- EXERCISE OBJECTIVE
Rewrite the lines from the one that contains "Thank you for the photo above. Could you indicate the tomato" through the end of the records, changing "tomato vine" to "tomato stalk" and keeping everything else the same. Leave the pictures out of your answer.

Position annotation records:
────────

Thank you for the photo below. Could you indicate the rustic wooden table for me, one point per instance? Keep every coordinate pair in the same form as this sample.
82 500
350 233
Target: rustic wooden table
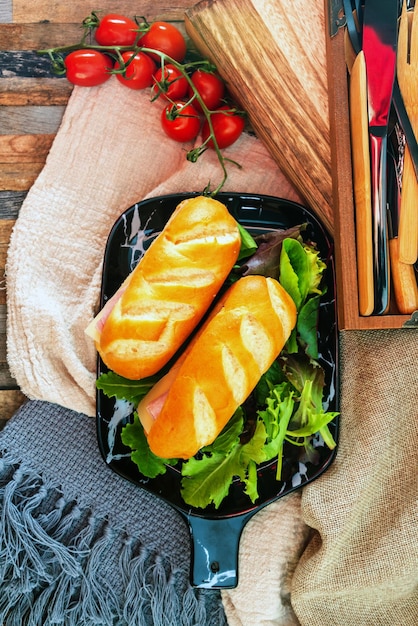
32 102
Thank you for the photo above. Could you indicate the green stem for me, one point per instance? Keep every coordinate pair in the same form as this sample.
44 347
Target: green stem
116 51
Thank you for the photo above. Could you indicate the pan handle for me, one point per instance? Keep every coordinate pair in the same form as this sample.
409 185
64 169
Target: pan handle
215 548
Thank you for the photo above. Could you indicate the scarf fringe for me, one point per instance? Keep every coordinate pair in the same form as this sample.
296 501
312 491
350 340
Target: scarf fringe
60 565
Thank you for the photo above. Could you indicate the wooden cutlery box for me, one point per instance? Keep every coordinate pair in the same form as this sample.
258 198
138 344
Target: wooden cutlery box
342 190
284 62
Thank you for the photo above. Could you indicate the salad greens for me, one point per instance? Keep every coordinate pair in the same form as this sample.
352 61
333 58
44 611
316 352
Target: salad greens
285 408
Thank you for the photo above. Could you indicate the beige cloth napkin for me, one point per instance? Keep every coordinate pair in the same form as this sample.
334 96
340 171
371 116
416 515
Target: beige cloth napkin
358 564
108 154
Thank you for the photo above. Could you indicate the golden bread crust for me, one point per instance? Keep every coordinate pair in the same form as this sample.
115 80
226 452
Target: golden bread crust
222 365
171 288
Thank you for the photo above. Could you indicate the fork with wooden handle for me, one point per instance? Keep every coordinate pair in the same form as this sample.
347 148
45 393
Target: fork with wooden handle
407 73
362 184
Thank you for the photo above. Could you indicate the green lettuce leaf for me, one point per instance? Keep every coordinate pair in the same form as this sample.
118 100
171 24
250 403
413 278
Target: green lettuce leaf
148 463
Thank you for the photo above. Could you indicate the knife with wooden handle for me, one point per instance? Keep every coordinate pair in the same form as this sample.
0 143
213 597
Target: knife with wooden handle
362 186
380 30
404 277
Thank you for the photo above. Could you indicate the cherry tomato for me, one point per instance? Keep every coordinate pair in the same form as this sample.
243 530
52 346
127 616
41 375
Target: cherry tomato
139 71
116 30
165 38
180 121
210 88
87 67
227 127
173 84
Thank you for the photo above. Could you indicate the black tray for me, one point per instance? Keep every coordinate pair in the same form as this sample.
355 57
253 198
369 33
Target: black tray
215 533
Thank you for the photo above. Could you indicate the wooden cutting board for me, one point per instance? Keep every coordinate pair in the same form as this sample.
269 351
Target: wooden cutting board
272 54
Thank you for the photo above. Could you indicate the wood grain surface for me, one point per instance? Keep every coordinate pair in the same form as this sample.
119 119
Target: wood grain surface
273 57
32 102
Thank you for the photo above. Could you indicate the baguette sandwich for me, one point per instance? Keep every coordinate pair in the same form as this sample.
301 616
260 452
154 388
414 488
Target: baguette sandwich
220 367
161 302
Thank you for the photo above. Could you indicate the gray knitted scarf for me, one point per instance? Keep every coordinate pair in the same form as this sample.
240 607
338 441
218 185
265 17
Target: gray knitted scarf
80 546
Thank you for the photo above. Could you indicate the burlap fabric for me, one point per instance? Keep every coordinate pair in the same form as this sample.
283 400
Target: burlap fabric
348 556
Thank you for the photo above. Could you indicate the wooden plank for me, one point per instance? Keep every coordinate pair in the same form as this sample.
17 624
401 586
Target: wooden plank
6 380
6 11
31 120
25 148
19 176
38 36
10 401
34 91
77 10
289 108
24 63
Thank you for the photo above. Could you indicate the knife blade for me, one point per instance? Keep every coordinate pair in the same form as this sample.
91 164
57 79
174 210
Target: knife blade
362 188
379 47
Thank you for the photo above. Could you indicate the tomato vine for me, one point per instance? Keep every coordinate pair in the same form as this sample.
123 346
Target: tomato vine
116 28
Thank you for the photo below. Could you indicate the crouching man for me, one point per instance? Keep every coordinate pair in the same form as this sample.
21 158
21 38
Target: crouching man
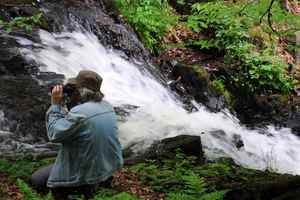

────────

- TASK ANSWER
Thank you for the photo above. Could you indicate the tomato stalk for me, one point per instance? Keep every coordinate pair in the same form as this sample.
123 346
Target: tomato stalk
116 28
Thank you for the photo below. Could you indicate the crouching man for me, one point per instance? Keep every coordinate pair in the same form as this sample.
21 158
21 38
Target: crouching man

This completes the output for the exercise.